Mind over matter

Karen Dawaf Harron | May 2018

Mental health in the workplace

2018’s Mental Health Awareness week is reaching its conclusion and one of this year’s key themes centres around stress in the workplace – a topic that is firmly on the political and economic agenda.

In January 2017, Theresa May commissioned a review into Mental Health in the workplace – and the findings were shocking. The poor mental health of employees costs UK employers between £33bn and £42bn a year whilst the cost to the UK economy as a whole is estimated at between £74bn and £99bn per annum caused by a combination of absenteeism, presenteeism and staff turnover. The sectors that are worst affected, with the highest per-employee annual cost, are finance, insurance and real estate.

So what is being done about it? Cue the evolution of wellness programmes that are designed to promote better health, improve productivity and reduce absenteeism. The global market for workplace wellness programmes is now worth an estimated $40bn with the majority based in the USA and in Europe.

As the market has grown so too has the emergence of wellness as a strategic necessity in its own right. Large corporates are increasingly recognising it as a key differentiator and around two thirds of organisations now state that wellbeing programs are a critical part of their employment brand and culture.

> [Given material]:
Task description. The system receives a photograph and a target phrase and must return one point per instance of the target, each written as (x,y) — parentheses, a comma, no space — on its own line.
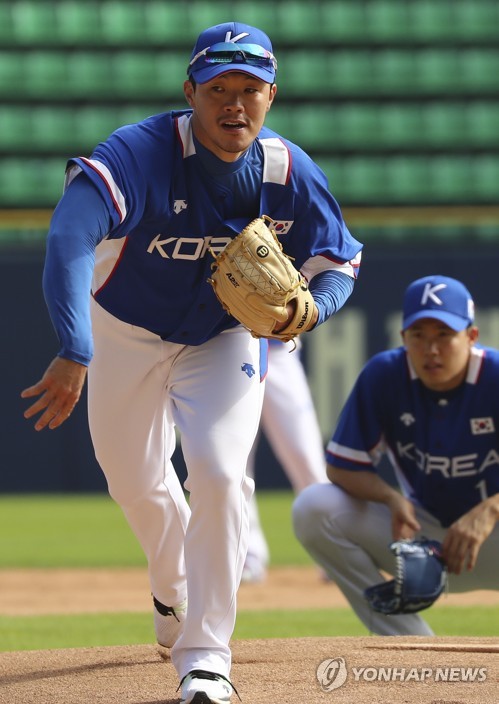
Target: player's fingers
(38,406)
(34,390)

> [Explore the material]:
1: Reproduce the part of the workplace mental health passage that opens with the words containing "2018’s Mental Health" and closes with "and real estate.".
2: Pick up the workplace mental health passage after its last sentence and write what comes next.

> [Task responses]:
1:
2018’s Mental Health Awareness week is reaching its conclusion and one of this year’s key themes centres around stress in the workplace – a topic that is firmly on the political and economic agenda.

In January 2017, Theresa May commissioned a review into Mental Health in the workplace – and the findings were shocking. The poor mental health of employees costs UK employers between £33bn and £42bn a year whilst the cost to the UK economy as a whole is estimated at between £74bn and £99bn per annum caused by a combination of absenteeism, presenteeism and staff turnover. The sectors that are worst affected, with the highest per-employee annual cost, are finance, insurance and real estate.

2:
Increasing demand and investment has driven the need for new and innovative wellness initiatives. VirginPulse, for example, offers a suite of technology-driven solutions including an employee app that claims to “infuse wellbeing into the DNA of your organisation and empower your people to achieve success every day”. Similarly, Deloitte has developed its own app to help their professionals better manage their energy levels. 

With wellbeing firmly at the front and centre of the corporate world, this intense focus on mitigating the collateral consequences of workplace mental health issues can only accelerate the tempo of investment in programmes and solutions that address it and in acquiring the innovative service providers currently in the vanguard of this expanding sector.